--- START ---
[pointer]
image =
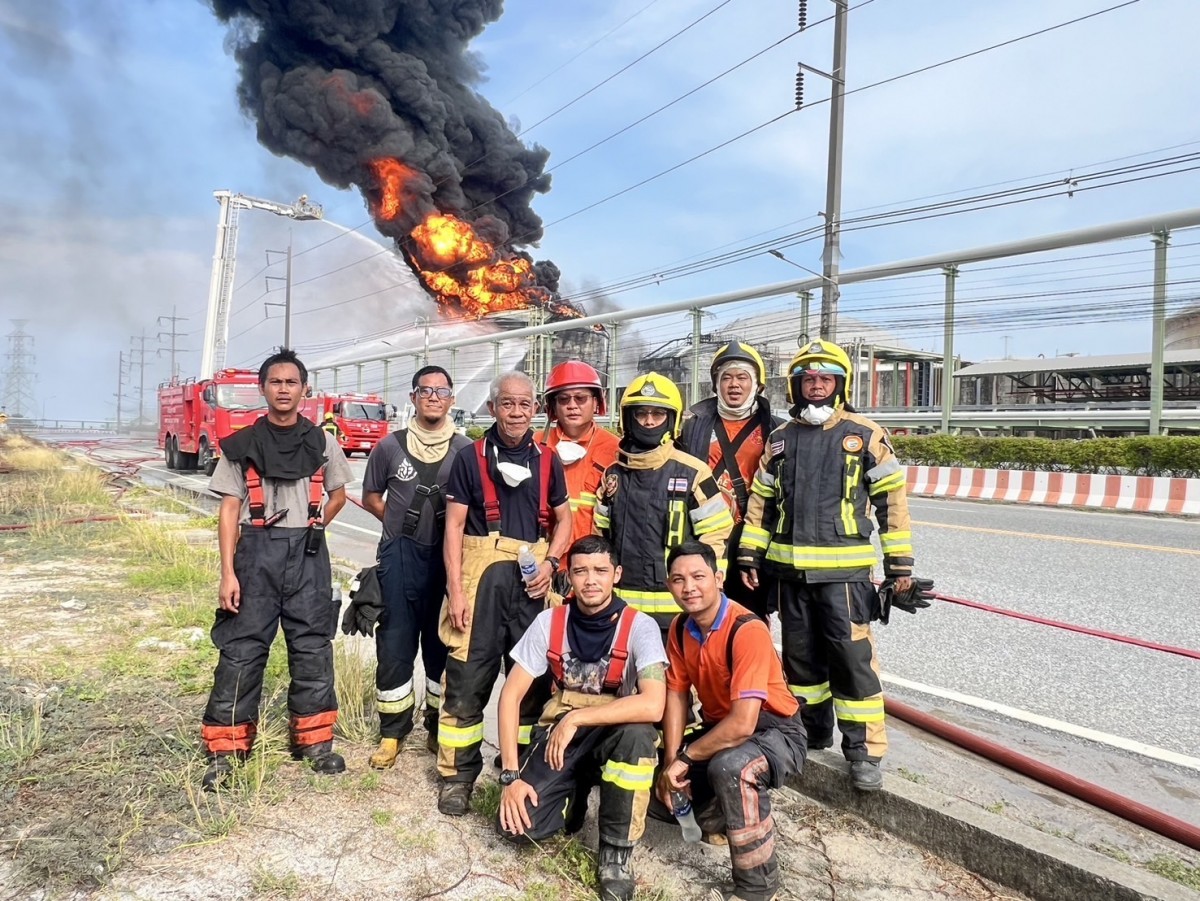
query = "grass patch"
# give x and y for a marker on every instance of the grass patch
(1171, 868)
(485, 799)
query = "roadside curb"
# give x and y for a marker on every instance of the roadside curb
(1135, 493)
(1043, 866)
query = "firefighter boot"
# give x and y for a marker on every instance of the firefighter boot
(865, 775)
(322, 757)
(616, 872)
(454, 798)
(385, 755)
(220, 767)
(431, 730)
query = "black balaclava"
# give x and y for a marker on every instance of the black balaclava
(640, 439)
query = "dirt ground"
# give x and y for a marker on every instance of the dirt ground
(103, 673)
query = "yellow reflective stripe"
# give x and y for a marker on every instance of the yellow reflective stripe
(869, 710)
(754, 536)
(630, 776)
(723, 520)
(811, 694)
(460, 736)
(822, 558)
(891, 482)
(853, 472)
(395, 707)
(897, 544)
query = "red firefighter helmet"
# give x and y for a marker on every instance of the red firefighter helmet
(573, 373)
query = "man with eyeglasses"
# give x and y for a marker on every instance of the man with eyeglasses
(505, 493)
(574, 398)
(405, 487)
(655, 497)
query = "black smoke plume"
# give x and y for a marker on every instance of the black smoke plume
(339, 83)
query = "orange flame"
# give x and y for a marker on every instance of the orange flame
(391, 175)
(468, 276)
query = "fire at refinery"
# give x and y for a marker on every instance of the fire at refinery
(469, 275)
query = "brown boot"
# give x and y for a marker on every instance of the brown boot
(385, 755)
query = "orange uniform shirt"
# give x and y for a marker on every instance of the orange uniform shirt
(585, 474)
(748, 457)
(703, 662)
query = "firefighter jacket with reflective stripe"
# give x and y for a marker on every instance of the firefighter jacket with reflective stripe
--- END ---
▶ Your goal
Check each line above for the string "jacket" and return those that contain it.

▶ Response for this exercise
query = "firefighter jacket with reflective stripe"
# give x and y for a marker on every instance of the firefighter jacket with reflective stripe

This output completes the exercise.